## Exercise objective:
Every record must be written out once more, with nothing added or omitted.

-- Begin Exercise data --

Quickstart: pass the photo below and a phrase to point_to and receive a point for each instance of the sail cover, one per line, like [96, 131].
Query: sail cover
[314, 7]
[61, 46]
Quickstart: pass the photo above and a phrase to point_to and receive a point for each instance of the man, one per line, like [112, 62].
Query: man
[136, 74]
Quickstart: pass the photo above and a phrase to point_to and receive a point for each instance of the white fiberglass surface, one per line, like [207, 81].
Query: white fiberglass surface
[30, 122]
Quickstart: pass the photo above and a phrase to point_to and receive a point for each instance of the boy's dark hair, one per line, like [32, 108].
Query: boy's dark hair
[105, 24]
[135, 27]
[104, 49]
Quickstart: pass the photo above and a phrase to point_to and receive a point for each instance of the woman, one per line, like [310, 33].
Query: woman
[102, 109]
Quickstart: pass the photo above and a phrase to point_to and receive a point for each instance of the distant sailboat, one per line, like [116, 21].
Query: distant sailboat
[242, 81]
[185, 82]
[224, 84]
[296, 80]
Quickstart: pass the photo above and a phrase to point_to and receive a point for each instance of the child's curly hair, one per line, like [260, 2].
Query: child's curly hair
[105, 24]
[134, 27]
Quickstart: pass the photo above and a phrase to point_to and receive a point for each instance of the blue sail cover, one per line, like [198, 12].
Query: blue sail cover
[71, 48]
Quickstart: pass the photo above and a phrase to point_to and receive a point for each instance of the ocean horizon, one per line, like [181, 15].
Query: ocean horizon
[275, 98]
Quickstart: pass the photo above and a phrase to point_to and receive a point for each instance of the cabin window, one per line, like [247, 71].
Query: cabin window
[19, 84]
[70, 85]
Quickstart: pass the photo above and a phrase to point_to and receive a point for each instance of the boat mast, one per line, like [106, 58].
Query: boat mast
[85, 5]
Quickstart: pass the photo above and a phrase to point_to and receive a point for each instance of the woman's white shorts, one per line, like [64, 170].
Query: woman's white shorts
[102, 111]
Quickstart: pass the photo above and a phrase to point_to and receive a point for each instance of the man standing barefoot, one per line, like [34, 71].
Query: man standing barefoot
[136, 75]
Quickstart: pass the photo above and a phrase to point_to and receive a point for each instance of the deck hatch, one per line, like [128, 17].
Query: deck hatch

-- End Exercise data --

## Task output:
Quickstart: pass the photo below and a phrase to point_to and receive a point for each instance of the sail cover, one per line, like [96, 131].
Query: sail cover
[314, 7]
[61, 46]
Quickstart: pass the photo above and a phrase to point_to and receive a point for each instance of the man, one per line, like [112, 62].
Query: man
[136, 74]
Quickstart: pass the photo above and a phrase to point_to and receive a point for each instance of the white fiberglass surface, one per line, like [207, 81].
Query: white fiberglass surface
[30, 122]
Quickstart: pass the photo above and a phrase to point_to and receive a point for each instance of the boy's dark hair, one per line, like [32, 108].
Query: boy's dark hair
[105, 24]
[135, 27]
[104, 49]
Quickstart: pass the photo above and a phrase to point_to and receive a point for each instance of the woman, one per line, like [310, 33].
Query: woman
[102, 109]
Quickstart: pass the photo above and a phrase to point_to and receive a point for each instance of the distant sailboat, one per line, like [116, 21].
Query: distant sailboat
[242, 81]
[185, 82]
[224, 84]
[296, 80]
Quickstart: pass the photo above and a phrase to point_to and receive a point for each instance of the child's curly hair, one per line, like [260, 2].
Query: child's curly hair
[105, 24]
[134, 27]
Quickstart: pass the photo above and a phrase to point_to and receive a point for each instance of the blue sail cover, one per line, like [198, 12].
Query: blue sail cover
[71, 48]
Quickstart: pass the photo above and a phrase to point_to and receive a point for each instance of the ocean horizon, one per line, like [181, 15].
Query: ocean horizon
[275, 98]
Quickstart: pass the photo above and a phrase to point_to and receive a point for each instance of the cabin window, one per line, like [247, 71].
Query: cabin window
[19, 84]
[70, 85]
Quickstart: pass the photo above and a phrase to point_to and receive a point for each instance of the boat mast, one per line, like [106, 58].
Query: boat mast
[85, 5]
Quickstart: pass the photo above and a phrase to point_to and receive a point for each instance of the woman's white shorts, one per line, like [64, 170].
Query: woman's white shorts
[102, 111]
Quickstart: pass the photo above and a phrase to point_to and receive a point for each instance of the man standing barefoot, one per line, like [34, 71].
Query: man standing barefoot
[136, 75]
Quickstart: pass the photo above and a phrase to point_to and receive a point for each instance of the deck hatch, one per line, like [128, 17].
Query: deck hatch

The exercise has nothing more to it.